#### SOURCE DATA
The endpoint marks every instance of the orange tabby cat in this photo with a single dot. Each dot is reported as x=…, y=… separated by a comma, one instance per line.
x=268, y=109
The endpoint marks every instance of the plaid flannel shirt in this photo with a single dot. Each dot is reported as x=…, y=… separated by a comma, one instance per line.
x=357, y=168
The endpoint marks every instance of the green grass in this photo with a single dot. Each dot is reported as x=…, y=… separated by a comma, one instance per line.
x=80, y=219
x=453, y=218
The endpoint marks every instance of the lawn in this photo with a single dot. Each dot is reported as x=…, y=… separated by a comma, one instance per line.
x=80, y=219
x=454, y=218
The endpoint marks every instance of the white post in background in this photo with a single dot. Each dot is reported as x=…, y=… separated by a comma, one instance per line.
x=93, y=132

#### REQUIRED ACTION
An exact copy of all the entries is the required answer.

#### YOUR SOLUTION
The endpoint marks every instance of the orange tabby cat in this photo with a single dot. Each dot is reported as x=…, y=… separated by a comma, one instance per line.
x=268, y=109
The endpoint marks every instance of the plaid flannel shirt in this photo with a single dot. Each dot is reported as x=…, y=… separated by a comma, one instance per line.
x=357, y=168
The endpoint marks every instance of the green grass in this photo with a single dot. Each dot is reported as x=…, y=… separated by a comma, one instance per line.
x=80, y=219
x=453, y=218
The endpoint marks every instance of the lawn in this photo with a single dot. Each dot is reported as x=…, y=… separated by a comma, one instance per line.
x=80, y=219
x=454, y=218
The endpoint marks every instance of the white post in background in this photo with a single dot. Each dot is reported as x=…, y=… separated by a comma, one instance per line.
x=93, y=132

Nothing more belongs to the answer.